= Problem statement =
Output every entry below verbatim, leaving out the pictures.

-- begin Material provided --

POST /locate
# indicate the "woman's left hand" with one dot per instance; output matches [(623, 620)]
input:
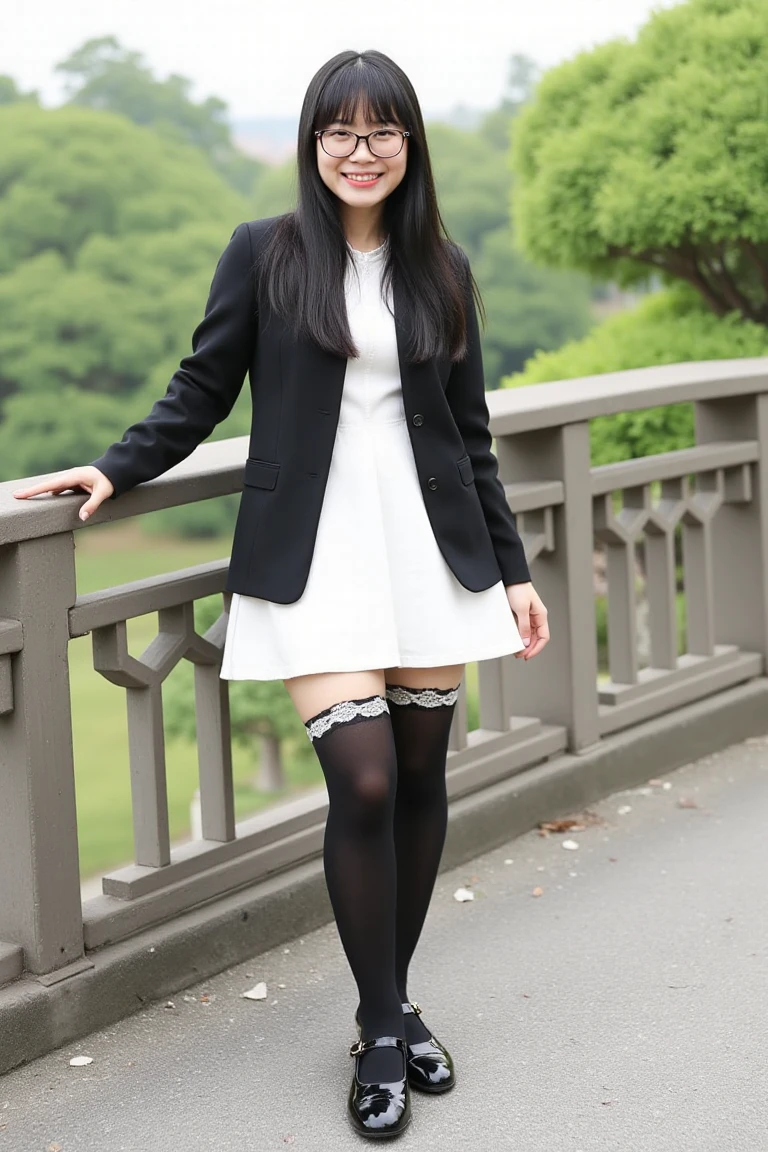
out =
[(531, 615)]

-- end Material provided --

= Solution =
POST /locate
# indicate the "woman's left hand" with one dot per instance; output matches [(623, 620)]
input:
out =
[(531, 615)]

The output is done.